>> start

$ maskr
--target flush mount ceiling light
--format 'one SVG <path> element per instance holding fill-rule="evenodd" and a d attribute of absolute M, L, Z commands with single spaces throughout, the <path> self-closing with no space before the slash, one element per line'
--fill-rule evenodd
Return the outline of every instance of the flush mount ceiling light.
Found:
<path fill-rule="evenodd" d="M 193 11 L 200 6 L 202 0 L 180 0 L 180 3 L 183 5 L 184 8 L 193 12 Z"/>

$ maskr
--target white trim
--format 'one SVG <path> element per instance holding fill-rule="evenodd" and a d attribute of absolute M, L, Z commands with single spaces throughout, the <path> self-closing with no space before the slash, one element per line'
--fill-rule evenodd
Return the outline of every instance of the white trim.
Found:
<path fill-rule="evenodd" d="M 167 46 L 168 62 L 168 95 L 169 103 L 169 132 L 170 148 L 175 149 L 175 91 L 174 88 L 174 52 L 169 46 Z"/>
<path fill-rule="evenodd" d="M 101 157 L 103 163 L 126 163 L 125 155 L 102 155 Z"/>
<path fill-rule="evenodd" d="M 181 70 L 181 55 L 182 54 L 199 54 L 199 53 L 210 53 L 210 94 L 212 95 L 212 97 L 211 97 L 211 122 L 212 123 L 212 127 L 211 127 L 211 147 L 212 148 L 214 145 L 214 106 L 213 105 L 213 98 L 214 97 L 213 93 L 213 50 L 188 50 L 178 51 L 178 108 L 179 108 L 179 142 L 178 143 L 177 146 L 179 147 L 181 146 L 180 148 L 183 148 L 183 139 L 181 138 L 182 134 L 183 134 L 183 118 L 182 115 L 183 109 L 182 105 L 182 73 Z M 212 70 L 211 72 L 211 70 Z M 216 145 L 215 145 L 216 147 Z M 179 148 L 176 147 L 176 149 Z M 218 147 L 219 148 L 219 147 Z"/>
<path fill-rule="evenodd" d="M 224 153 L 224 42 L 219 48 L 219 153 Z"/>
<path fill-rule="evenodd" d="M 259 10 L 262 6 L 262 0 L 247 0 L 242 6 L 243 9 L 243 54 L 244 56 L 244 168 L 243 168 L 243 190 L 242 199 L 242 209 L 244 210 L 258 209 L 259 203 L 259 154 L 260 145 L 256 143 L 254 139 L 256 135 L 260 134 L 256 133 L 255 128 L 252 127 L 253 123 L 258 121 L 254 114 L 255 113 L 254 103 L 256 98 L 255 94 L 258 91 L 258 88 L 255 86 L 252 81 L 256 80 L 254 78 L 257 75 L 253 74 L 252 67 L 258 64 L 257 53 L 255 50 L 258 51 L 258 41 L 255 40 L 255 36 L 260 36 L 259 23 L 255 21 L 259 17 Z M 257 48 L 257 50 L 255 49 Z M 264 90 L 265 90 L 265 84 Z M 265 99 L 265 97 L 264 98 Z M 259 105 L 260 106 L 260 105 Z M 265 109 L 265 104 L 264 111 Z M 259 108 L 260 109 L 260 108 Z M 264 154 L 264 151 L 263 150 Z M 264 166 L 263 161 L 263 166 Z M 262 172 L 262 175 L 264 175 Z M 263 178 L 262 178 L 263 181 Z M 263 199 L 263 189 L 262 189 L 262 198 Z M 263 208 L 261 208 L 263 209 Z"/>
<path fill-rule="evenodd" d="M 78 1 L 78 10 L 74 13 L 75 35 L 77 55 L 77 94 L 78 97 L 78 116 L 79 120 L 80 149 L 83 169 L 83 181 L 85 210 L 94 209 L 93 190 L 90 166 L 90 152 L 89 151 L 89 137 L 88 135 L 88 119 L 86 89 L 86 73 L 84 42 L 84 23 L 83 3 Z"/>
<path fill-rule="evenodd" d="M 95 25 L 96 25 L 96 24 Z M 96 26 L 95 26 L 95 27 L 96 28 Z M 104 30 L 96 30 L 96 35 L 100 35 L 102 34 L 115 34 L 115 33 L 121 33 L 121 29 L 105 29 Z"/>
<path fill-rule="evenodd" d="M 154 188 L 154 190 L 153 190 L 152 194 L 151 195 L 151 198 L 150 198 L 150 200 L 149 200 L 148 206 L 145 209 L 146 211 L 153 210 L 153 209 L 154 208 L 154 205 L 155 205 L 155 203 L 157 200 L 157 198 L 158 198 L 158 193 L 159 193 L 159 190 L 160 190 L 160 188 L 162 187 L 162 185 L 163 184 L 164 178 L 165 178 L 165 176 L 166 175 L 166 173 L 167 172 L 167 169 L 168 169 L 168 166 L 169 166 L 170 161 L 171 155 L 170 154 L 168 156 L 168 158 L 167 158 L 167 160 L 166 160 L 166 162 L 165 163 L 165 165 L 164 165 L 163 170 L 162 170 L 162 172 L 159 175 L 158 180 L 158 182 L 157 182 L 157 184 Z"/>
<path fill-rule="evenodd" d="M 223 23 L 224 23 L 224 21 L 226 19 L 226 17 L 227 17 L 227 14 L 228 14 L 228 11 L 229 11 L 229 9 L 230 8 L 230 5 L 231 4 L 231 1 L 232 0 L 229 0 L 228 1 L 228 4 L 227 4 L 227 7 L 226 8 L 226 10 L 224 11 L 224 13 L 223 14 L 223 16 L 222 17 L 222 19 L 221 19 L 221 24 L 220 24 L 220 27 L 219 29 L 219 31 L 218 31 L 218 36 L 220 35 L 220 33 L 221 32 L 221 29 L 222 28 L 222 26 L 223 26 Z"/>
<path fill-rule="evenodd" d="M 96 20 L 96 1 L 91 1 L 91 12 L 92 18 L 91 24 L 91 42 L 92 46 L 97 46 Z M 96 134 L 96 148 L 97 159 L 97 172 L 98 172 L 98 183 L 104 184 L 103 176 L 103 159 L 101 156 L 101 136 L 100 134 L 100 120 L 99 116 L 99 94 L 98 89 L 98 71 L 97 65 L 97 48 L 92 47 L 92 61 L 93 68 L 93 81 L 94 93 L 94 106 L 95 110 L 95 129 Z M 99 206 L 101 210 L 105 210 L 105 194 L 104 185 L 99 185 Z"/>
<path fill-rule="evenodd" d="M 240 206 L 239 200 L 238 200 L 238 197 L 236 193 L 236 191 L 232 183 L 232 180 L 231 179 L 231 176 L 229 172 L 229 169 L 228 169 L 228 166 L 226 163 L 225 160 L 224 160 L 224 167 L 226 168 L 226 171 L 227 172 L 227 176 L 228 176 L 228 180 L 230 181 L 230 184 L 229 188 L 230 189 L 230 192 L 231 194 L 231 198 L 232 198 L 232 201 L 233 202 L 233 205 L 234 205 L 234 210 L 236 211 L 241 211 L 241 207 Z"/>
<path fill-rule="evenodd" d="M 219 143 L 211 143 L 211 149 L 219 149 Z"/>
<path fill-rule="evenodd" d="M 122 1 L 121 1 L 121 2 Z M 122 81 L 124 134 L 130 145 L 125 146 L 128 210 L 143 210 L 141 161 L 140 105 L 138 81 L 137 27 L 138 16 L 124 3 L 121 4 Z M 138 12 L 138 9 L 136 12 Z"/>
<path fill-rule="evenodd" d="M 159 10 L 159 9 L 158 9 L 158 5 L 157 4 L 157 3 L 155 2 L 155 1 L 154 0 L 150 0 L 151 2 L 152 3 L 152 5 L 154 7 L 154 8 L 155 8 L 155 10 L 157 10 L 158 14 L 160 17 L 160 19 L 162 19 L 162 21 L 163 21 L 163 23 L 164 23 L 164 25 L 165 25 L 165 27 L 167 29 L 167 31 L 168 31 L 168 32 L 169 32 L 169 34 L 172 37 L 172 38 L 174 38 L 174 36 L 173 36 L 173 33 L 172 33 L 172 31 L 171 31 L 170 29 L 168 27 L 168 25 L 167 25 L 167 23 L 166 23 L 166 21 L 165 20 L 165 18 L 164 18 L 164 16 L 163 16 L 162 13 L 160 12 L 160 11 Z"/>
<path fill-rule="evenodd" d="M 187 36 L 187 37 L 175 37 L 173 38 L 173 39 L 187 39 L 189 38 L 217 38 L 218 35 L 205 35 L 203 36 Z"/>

>> end
>> start

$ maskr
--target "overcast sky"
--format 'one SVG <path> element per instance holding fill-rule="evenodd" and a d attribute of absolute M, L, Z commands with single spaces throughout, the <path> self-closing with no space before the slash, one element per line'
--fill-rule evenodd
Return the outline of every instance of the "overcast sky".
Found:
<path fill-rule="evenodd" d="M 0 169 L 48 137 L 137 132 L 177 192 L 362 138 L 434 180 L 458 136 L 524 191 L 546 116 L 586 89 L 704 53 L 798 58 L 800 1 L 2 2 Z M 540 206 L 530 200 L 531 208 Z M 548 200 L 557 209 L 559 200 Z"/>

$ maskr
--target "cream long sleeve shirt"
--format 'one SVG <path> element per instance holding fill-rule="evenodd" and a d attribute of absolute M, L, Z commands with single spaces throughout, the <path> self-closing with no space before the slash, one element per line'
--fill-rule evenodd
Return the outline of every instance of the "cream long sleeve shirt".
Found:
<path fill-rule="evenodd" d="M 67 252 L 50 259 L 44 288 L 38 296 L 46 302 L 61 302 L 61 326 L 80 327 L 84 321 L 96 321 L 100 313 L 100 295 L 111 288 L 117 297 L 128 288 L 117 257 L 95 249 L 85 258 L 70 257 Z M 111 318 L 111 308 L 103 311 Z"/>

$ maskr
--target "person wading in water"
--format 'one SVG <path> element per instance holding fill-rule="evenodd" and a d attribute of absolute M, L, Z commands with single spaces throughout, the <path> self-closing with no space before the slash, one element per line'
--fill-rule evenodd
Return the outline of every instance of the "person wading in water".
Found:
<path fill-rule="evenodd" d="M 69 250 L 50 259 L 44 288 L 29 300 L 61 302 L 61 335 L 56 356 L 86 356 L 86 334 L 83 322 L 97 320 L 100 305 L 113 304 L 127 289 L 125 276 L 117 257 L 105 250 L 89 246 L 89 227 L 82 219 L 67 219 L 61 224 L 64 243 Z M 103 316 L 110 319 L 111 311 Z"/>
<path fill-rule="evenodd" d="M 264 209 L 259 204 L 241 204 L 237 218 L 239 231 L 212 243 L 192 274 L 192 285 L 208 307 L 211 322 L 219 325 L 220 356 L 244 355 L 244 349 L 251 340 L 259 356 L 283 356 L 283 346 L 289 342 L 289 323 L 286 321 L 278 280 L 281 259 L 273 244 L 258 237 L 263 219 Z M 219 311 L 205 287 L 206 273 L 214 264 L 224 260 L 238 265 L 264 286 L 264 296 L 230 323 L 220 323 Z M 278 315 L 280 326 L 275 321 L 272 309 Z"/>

>> end

**Goal of the exercise**
Please pull out every line of the entries above that contains the word "flush", copying each one in full.

**Finished answer**
--target flush mount ceiling light
Return the outline of every instance of the flush mount ceiling light.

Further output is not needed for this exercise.